== ACTIVITY ==
The records below are to be quoted in full; please keep every word exact.

(Referring expression data)
○ ○ ○ ○
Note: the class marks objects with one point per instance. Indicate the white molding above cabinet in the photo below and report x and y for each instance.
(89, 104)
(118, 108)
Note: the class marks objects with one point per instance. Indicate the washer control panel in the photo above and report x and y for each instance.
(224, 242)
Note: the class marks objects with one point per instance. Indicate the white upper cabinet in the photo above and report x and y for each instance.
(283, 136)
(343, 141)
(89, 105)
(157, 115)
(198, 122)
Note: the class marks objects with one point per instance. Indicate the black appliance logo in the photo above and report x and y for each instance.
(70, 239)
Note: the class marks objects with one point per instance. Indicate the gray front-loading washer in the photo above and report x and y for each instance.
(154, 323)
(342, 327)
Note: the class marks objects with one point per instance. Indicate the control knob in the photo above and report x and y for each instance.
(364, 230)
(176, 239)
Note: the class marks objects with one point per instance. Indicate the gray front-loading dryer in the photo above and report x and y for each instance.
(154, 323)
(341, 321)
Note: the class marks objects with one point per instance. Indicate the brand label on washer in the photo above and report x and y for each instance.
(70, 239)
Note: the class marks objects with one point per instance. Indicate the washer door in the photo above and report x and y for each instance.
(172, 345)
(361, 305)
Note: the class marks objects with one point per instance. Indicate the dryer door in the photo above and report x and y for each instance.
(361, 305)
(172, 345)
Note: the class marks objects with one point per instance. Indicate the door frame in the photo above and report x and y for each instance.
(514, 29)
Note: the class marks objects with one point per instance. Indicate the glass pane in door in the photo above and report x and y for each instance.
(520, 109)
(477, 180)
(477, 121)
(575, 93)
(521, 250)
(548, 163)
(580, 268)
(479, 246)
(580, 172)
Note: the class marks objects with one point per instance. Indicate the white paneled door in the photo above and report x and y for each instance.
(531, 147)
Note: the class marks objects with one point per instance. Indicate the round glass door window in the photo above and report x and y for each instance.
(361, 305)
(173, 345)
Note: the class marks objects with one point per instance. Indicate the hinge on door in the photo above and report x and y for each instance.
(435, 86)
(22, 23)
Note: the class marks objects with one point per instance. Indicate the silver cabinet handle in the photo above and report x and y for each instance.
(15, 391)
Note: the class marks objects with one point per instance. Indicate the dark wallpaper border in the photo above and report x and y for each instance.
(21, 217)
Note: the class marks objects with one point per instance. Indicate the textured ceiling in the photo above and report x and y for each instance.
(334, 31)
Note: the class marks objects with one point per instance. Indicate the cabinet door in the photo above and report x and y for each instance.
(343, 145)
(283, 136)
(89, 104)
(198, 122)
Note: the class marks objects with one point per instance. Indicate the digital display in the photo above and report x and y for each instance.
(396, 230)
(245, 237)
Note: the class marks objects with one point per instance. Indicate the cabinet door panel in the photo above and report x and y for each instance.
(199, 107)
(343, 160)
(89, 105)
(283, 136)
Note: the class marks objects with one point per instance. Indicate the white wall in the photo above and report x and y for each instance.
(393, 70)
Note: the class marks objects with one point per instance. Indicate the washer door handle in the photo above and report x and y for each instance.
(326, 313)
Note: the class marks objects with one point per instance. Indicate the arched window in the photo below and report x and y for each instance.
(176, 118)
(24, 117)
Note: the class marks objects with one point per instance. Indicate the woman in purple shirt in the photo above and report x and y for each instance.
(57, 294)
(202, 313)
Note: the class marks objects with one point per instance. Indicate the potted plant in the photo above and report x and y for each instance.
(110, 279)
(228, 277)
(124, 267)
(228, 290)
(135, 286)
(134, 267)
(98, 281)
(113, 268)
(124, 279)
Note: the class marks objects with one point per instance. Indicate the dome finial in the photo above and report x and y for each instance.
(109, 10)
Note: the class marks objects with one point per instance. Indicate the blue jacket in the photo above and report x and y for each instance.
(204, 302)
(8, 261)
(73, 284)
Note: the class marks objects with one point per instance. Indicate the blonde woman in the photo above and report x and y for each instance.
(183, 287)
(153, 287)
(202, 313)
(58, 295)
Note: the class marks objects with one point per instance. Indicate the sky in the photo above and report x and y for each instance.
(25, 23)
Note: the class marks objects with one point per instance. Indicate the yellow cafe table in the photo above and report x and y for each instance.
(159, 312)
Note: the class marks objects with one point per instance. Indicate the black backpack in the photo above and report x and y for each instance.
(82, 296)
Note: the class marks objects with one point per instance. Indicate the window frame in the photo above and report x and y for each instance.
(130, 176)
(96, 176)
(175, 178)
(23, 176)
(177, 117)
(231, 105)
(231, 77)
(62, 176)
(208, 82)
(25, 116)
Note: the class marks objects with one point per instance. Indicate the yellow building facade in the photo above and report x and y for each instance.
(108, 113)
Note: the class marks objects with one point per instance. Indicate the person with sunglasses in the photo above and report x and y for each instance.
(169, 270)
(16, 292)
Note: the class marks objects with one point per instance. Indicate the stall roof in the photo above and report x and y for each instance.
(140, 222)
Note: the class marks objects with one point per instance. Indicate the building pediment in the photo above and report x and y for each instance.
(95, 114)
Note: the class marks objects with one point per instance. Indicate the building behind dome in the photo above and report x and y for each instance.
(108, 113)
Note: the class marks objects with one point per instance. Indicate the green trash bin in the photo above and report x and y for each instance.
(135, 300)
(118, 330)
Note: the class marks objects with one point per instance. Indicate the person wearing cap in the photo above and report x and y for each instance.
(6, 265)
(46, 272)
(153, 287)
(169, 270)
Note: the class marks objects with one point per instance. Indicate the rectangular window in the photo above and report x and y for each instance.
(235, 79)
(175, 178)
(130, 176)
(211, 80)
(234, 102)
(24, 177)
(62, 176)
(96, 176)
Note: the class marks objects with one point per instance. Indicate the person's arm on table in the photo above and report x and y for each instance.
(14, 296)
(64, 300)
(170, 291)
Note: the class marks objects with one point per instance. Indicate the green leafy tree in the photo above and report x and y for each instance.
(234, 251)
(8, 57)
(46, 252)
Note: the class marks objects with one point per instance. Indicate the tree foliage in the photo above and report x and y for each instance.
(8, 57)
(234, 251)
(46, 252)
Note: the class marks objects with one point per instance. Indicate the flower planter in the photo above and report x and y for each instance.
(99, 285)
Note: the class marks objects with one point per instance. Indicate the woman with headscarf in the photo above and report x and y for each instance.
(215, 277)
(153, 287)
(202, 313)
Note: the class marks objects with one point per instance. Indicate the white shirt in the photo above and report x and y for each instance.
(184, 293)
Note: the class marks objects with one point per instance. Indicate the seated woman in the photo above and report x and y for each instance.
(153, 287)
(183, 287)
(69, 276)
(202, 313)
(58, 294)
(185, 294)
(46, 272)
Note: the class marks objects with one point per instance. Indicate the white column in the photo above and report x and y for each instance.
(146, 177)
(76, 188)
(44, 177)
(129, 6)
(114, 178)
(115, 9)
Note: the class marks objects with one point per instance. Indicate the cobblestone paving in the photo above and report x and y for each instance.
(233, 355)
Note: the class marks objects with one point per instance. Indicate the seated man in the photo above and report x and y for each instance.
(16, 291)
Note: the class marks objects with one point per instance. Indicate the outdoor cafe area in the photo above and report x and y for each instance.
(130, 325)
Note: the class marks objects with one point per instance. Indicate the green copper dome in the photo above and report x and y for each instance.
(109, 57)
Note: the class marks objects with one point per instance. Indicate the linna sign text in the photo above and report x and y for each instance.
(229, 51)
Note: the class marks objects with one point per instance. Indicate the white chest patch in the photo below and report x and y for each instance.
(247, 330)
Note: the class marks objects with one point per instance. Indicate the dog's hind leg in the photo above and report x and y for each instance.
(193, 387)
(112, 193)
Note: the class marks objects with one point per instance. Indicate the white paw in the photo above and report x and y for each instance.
○ ○ ○ ○
== TASK ANSWER ==
Note: the class marks objects with one point per instance. Indicate the white molding above cabinet in the photo below and report x and y for each instance.
(89, 104)
(118, 108)
Note: the class marks objects with one point per instance. Indicate the washer control panel in the photo above and report x and y for each instance.
(224, 242)
Note: the class marks objects with one point per instance. Indicate the white upper cabinet in the photo above and report x and y for each instance.
(283, 136)
(343, 141)
(89, 105)
(157, 115)
(198, 122)
Note: the class marks objects with one point per instance. Indicate the black appliance logo in the photo above and report x and y for each instance.
(70, 239)
Note: the class marks objects with one point per instance. Indicate the gray front-loading washer in the photo above and report x and y for each instance.
(154, 323)
(342, 327)
Note: the class marks objects with one point per instance. Indicate the control knob in the photo above and report x and y for each instance.
(364, 230)
(176, 239)
Note: the class marks objects with one point per instance. Indicate the gray front-loading dryer in the photo above and report x and y for each instance.
(154, 323)
(341, 321)
Note: the class marks objects with one point per instance. Indicate the brand label on washer in the photo above and report x and y for each instance.
(70, 239)
Note: the class marks objects with one point per instance. Indicate the washer door in the photo above and report x and y for each instance.
(172, 345)
(361, 305)
Note: the class marks objects with one point per instance. Indicate the dryer door in the photo above and report x and y for each instance.
(361, 305)
(172, 345)
Note: the class marks objects with one point per instance. Indicate the door frame in the photo above and report x and y for each instance.
(514, 29)
Note: the class marks objects with one point per instance. Indicate the glass pane in door in the photo above and report x and y for each instance.
(520, 109)
(477, 180)
(477, 121)
(575, 93)
(521, 250)
(548, 163)
(580, 268)
(479, 246)
(580, 172)
Note: the class marks objects with one point per instance. Indicate the white paneled door in the photo above and report x and y for each instance.
(531, 147)
Note: the class marks objects with one point per instance. Indicate the round glass door window in the photo above and report x and y for each instance.
(361, 305)
(173, 345)
Note: the class marks objects with one point per instance. Indicate the hinge on door in the photo above and report x and y for each instance.
(435, 86)
(22, 23)
Note: the class marks objects with one point per instance. Indicate the silver cabinet handle in the photo above and report x and y for each instance.
(15, 391)
Note: the class marks objects with one point per instance. Indicate the dark wallpaper border in the photo above and report x and y for each instance.
(21, 217)
Note: the class marks objects with one point per instance. Indicate the textured ceiling in the photo above and report x and y for each instance.
(334, 31)
Note: the class marks objects with one point per instance. Indicate the cabinet door in the photo above and report x and y for each instance.
(343, 145)
(283, 136)
(89, 104)
(198, 122)
Note: the class marks objects with one point per instance. Indicate the digital display in the photo above and report x and y for each instance.
(396, 230)
(245, 237)
Note: the class marks objects with one point per instance. Indicate the cabinet door panel in the photo above and report x and y for each instance.
(199, 107)
(343, 160)
(89, 105)
(283, 136)
Note: the class marks objects with one point per instance. Indicate the white wall in the photo above and report x and y for each instance.
(393, 70)
Note: the class marks objects with one point per instance. Indicate the washer door handle in the photo above and report x and y for each instance.
(326, 313)
Note: the class marks objects with one point per instance. Indicate the arched window in the photo below and report x and y for each instance.
(176, 118)
(24, 117)
Note: the class marks objects with one point per instance. Indicate the woman in purple shirt in the photo above and report x and y for each instance.
(57, 294)
(202, 313)
Note: the class marks objects with one point per instance. Indicate the potted plant in the photo above and report x and y for each instance.
(110, 279)
(228, 277)
(124, 267)
(228, 290)
(135, 286)
(134, 267)
(98, 281)
(113, 268)
(124, 279)
Note: the class marks objects with one point per instance. Indicate the dome finial in the photo above and report x and y for each instance.
(109, 10)
Note: the class marks objects with one point per instance. Indicate the blue jacket in the photo above and report x and y for each instance.
(204, 302)
(8, 261)
(73, 284)
Note: the class marks objects with one point per instance. Indicate the blonde woman in the photo above and report x and y for each instance.
(183, 287)
(153, 287)
(202, 313)
(58, 295)
Note: the class marks objects with one point per instance. Indicate the sky in the photo above and report x and y for each instance.
(25, 23)
Note: the class marks objects with one point per instance. Indicate the yellow cafe table in the photo above and report x and y for each instance.
(159, 312)
Note: the class marks objects with one point per instance. Indicate the black backpack in the photo above and report x and y for each instance.
(82, 296)
Note: the class marks objects with one point per instance. Indicate the window frame in the photo above and report x and y for each instance.
(130, 176)
(96, 176)
(175, 178)
(23, 176)
(177, 117)
(231, 105)
(231, 77)
(62, 176)
(208, 82)
(25, 116)
Note: the class marks objects with one point per instance. Indicate the yellow building facade in the photo above and report x and y for each instance.
(108, 113)
Note: the class marks objects with one point per instance. Indicate the person with sunglasses in the photo above and report x and y for each instance.
(169, 270)
(16, 292)
Note: the class marks objects with one point per instance. Indicate the stall roof in the photo above and report x and y for each instance.
(140, 222)
Note: the class marks objects with one point per instance. Indicate the building pediment in the photo above and report x and y for each instance.
(95, 114)
Note: the class marks objects with one point per instance. Indicate the building behind dome in the photo above and report x and y for each instance.
(108, 113)
Note: the class marks objects with one point per instance. Indicate the green trash bin in the photo above and report x and y for each instance.
(135, 300)
(118, 330)
Note: the class marks objects with one point per instance. Indicate the person wearing cap in the photo above and report x and y for each instance.
(6, 265)
(46, 272)
(153, 287)
(169, 270)
Note: the class marks objects with one point per instance. Indicate the rectangular window in the photo above and report x and y for each instance.
(235, 79)
(175, 178)
(130, 176)
(211, 80)
(234, 102)
(24, 177)
(62, 176)
(96, 176)
Note: the class marks objects with one point per instance. Indicate the person's arm on table in the photo above and report x and y for each instance.
(14, 296)
(64, 300)
(170, 291)
Note: the class marks objects with one point per instance. Indicate the green leafy tree in the photo above and report x and y for each instance.
(234, 251)
(8, 57)
(46, 252)
Note: the class marks objects with one point per instance. Indicate the tree foliage in the photo above and report x and y for each instance.
(8, 57)
(234, 251)
(46, 252)
Note: the class marks objects with one point per instance. Indicate the flower planter in the photo above and report x and y for each instance.
(99, 285)
Note: the class marks objects with one point per instance. Indicate the woman with headscarf in the photo above and report x and y for each instance.
(215, 277)
(153, 287)
(202, 313)
Note: the class marks objects with one point per instance. Indicate the white shirt in the photo above and report x and y for each instance.
(184, 293)
Note: the class marks objects with one point per instance. Indicate the seated woman in the photo above and report x and y for each instance.
(153, 287)
(183, 287)
(69, 276)
(202, 313)
(58, 294)
(185, 294)
(46, 272)
Note: the class marks objects with one point per instance. Indicate the white column in the photo above and report x and y for each instance.
(146, 177)
(76, 188)
(44, 177)
(129, 6)
(114, 178)
(115, 9)
Note: the class marks objects with one point per instance. Indicate the cobblestone paving in the photo above and report x and y for each instance.
(233, 355)
Note: the class marks objects with one point per instance. Indicate the seated man in the photo above and report x and y for each instance.
(16, 291)
Note: the class marks objects with one point per instance. Indicate the outdoor cafe area in the photo above and report x and y for each instance.
(130, 325)
Note: the class marks objects with one point per instance. Indicate the green copper dome in the photo above and report x and y for each instance.
(109, 57)
Note: the class marks objects with one point per instance. Indicate the linna sign text in the photo above and report x and y for each instance.
(229, 51)
Note: the class marks objects with one point per instance. Indicate the white chest patch in the photo below and report x and y for each instance.
(247, 330)
Note: the class marks objects with one point per instance. Indicate the dog's hind leg in the photo above and report x and y for each instance.
(193, 387)
(112, 193)
Note: the class marks objects with one point per instance. Indicate the white paw in the photo above and report x and y for each instance.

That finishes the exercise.